[Listed records]
= = =

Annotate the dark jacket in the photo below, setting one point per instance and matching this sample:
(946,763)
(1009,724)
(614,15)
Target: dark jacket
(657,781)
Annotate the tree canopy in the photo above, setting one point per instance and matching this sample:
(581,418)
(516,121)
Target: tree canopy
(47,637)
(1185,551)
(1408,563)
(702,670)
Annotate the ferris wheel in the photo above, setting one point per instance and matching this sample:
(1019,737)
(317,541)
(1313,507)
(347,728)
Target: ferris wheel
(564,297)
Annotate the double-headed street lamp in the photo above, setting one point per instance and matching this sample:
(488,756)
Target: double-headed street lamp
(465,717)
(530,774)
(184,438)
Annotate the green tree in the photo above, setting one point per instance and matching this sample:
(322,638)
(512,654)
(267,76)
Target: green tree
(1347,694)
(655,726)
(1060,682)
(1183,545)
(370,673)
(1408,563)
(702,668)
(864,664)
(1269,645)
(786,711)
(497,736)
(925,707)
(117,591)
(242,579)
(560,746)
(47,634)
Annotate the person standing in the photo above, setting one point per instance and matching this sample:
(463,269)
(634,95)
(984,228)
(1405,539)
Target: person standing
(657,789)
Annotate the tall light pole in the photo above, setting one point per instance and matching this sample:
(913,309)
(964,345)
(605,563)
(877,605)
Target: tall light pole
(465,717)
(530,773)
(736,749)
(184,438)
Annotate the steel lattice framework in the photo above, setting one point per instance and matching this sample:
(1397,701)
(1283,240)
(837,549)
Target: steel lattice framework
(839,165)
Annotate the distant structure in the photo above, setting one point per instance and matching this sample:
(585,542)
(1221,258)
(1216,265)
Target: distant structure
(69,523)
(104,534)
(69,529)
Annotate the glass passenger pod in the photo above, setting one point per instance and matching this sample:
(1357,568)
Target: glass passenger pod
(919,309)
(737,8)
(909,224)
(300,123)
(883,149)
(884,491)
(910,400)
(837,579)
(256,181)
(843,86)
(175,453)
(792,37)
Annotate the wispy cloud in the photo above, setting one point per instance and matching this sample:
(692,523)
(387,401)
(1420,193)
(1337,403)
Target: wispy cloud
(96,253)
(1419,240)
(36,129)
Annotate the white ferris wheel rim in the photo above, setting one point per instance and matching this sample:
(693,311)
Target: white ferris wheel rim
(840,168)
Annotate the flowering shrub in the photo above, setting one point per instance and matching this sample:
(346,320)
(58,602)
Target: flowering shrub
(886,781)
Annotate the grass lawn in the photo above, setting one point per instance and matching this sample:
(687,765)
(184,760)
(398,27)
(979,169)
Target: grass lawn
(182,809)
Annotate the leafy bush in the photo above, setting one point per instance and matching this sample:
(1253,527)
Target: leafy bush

= = =

[Required work]
Render every line of the records above as a JSON list of strings, one string per line, with blank lines omitted.

[Answer to the task]
[
  "Annotate the dark jacket in the photo below, setting one point per instance and matching this sample:",
  "(946,763)",
  "(1009,724)",
  "(614,15)",
  "Target: dark jacket",
  "(657,781)",
  "Annotate the tree canopy in the photo above, setting one point per instance and matching this sample:",
  "(581,418)",
  "(516,121)",
  "Target: tree canopy",
  "(47,637)",
  "(1185,551)",
  "(1408,563)",
  "(702,670)",
  "Annotate the ferris wheel in the photo above, setting one point per instance and matching this sample:",
  "(1019,737)",
  "(317,541)",
  "(1313,507)",
  "(347,728)",
  "Target: ferris wheel",
  "(564,297)",
  "Annotate the double-headed street lamp in the photo above, setting one point per instance and matching this sample:",
  "(488,756)",
  "Target: double-headed street lamp",
  "(465,717)",
  "(530,774)",
  "(184,438)",
  "Annotate the green tree in the photo above, setting one point per instance and matching this sample:",
  "(322,638)",
  "(512,654)",
  "(267,76)",
  "Target: green tree",
  "(1347,694)",
  "(655,726)",
  "(1060,682)",
  "(1183,545)",
  "(370,673)",
  "(1408,563)",
  "(702,668)",
  "(864,664)",
  "(1269,645)",
  "(786,711)",
  "(497,736)",
  "(925,707)",
  "(117,591)",
  "(242,579)",
  "(560,746)",
  "(47,634)",
  "Annotate the person standing in the photo above, setting one point per instance and matching this sample:",
  "(463,269)",
  "(634,95)",
  "(984,228)",
  "(1405,539)",
  "Target: person standing",
  "(657,789)",
  "Annotate the tall light pole in the photo above, setting one point per instance and matching this sample:",
  "(913,309)",
  "(964,345)",
  "(605,563)",
  "(877,605)",
  "Target: tall light pole",
  "(465,717)",
  "(530,773)",
  "(736,749)",
  "(184,438)",
  "Annotate the steel lattice framework in the photo above, setting one point per instance and matching this sample:",
  "(1397,701)",
  "(1283,240)",
  "(837,549)",
  "Target: steel lattice framework",
  "(839,165)",
  "Annotate the distant structure in the photo above, setting one point per instance and matching this sample:",
  "(585,542)",
  "(1221,258)",
  "(1216,265)",
  "Target: distant structure",
  "(69,523)",
  "(104,534)",
  "(69,529)",
  "Annotate the glass passenger pod in the photo above, setting one point per instance and matching this sample:",
  "(1357,568)",
  "Target: glass passenger pod",
  "(919,309)",
  "(737,8)",
  "(909,224)",
  "(300,123)",
  "(883,149)",
  "(884,491)",
  "(910,400)",
  "(837,579)",
  "(256,181)",
  "(843,86)",
  "(175,453)",
  "(792,37)",
  "Annotate the wispy cloud in the photo above, setting one point per instance and matching this sample:",
  "(692,523)",
  "(387,401)",
  "(1420,193)",
  "(1337,403)",
  "Target: wispy cloud",
  "(96,253)",
  "(1419,240)",
  "(36,129)",
  "Annotate the white ferris wheel rim in the photo above, setting one point per instance and matching this sample:",
  "(693,311)",
  "Target: white ferris wheel rim",
  "(840,168)",
  "Annotate the flowering shrub in the photo above, setting one point per instance and matching this sample:",
  "(346,320)",
  "(58,602)",
  "Target: flowering shrub",
  "(886,781)",
  "Annotate the grass lawn in the photo above, setting one point per instance and matching this sample:",
  "(687,765)",
  "(184,760)",
  "(398,27)",
  "(979,169)",
  "Target: grass lawn",
  "(182,809)",
  "Annotate the leafy bush in the photo above, setting one point per instance and matching this sample:",
  "(1253,527)",
  "Target: leafy bush"
]